### Records shown ###

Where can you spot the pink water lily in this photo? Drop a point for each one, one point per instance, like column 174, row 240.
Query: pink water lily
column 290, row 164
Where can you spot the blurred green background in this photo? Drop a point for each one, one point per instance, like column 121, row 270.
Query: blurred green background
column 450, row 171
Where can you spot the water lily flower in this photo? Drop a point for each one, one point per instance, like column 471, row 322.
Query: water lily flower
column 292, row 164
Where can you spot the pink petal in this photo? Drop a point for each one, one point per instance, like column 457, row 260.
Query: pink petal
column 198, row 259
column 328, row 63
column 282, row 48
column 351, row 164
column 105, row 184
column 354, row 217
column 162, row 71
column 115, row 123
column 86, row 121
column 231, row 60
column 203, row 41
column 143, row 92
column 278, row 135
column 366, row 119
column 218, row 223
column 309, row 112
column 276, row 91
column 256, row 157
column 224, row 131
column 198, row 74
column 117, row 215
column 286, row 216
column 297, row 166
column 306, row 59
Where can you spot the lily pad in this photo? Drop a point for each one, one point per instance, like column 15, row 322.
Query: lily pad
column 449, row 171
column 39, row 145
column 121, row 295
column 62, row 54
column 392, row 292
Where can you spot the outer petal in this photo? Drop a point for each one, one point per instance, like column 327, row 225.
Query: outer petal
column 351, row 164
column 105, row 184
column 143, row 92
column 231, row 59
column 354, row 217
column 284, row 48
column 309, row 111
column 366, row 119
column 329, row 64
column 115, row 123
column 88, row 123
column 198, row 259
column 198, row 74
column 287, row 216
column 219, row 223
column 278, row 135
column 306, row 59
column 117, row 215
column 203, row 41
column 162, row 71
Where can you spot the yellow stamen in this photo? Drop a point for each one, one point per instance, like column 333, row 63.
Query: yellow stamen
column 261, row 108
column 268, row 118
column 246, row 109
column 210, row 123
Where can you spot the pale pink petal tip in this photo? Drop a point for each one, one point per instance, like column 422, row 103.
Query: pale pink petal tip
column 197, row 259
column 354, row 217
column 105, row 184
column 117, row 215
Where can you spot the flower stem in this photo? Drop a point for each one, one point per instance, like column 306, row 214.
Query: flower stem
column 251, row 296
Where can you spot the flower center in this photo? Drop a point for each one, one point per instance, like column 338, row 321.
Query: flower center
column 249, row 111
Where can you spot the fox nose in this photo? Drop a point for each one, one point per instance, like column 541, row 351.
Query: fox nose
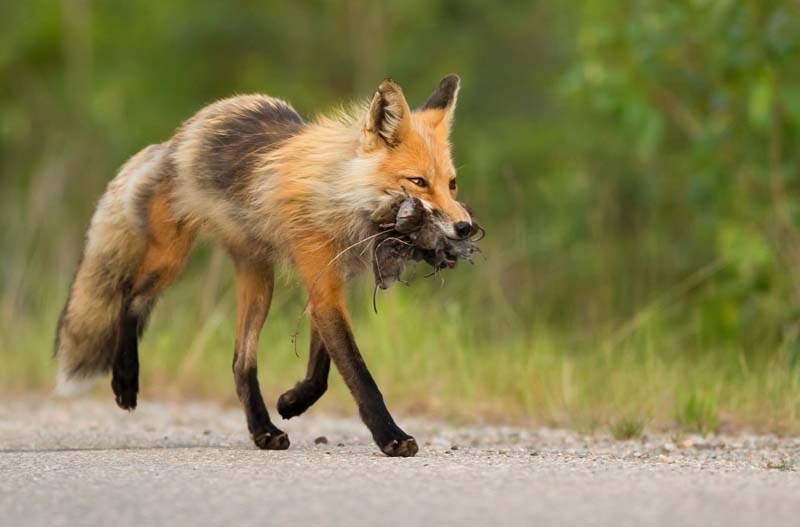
column 463, row 228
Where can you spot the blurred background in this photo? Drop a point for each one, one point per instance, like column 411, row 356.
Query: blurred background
column 635, row 165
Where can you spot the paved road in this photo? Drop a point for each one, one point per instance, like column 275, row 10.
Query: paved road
column 86, row 463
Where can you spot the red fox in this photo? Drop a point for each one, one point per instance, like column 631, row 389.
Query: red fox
column 249, row 172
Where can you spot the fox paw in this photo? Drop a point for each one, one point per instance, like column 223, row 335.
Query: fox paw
column 268, row 441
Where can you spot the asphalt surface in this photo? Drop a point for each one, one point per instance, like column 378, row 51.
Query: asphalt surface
column 84, row 462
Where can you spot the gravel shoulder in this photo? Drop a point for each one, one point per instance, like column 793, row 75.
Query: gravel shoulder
column 84, row 462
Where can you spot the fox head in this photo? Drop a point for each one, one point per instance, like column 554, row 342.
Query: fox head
column 413, row 150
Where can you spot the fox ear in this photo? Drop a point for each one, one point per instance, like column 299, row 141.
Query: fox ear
column 388, row 118
column 440, row 106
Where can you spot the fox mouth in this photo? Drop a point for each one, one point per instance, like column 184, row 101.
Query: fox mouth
column 414, row 234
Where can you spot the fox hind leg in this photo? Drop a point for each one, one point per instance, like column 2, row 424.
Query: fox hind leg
column 168, row 245
column 306, row 392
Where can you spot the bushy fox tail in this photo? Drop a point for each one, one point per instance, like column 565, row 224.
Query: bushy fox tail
column 101, row 316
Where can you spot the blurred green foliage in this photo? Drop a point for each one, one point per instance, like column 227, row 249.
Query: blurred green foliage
column 635, row 164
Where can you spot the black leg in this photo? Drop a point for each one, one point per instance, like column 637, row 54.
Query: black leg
column 254, row 285
column 306, row 392
column 125, row 370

###

Exercise prompt → Your task is to restate, word for word, only those lines above that fall between the line holding "Where can you spot the fox head" and the line holding "Where can you spot the fox ear", inclusive.

Task output →
Where can you spot the fox head in this photo? Drop a point for each one, one point per instance, like column 554, row 342.
Query: fox head
column 413, row 150
Where can you spot the fox ear in this photo? Drop a point for each one, one point per instance, like column 299, row 141.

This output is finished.